_What is required:_ Reproduce every one of the records below verbatim, leaving the pictures out of your output.

====== Provided material ======

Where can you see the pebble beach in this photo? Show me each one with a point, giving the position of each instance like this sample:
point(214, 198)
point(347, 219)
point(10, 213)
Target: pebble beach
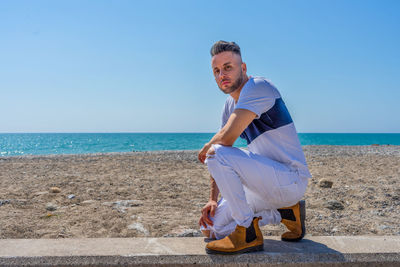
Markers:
point(355, 190)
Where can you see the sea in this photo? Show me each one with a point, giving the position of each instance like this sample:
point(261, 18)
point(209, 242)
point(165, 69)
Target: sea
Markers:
point(17, 144)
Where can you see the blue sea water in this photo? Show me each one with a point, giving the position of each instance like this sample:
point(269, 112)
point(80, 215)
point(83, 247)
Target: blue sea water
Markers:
point(15, 144)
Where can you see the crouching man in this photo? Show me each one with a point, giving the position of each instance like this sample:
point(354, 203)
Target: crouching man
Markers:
point(262, 184)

======

_Response for this exercise:_
Where can you see the pebble beach in this photo? Show me each one with a point, giving the position of each instance like this sample:
point(214, 198)
point(347, 219)
point(10, 213)
Target: pebble beach
Markers:
point(355, 190)
Where can you see the sea in this photo? Show me each one with a point, giving the position of each instance like this sample:
point(261, 18)
point(209, 242)
point(165, 69)
Target: sea
Markers:
point(17, 144)
Where can you see the blue sea water in this photo? Show me each one with a point, giving the position of each instance like this sample:
point(269, 112)
point(80, 215)
point(83, 247)
Target: blue sea water
Markers:
point(15, 144)
Where can you see the crouching man in this photo? Show me each one with a point, giving the position of each instance like this sample:
point(354, 203)
Target: crouching man
Markers:
point(262, 184)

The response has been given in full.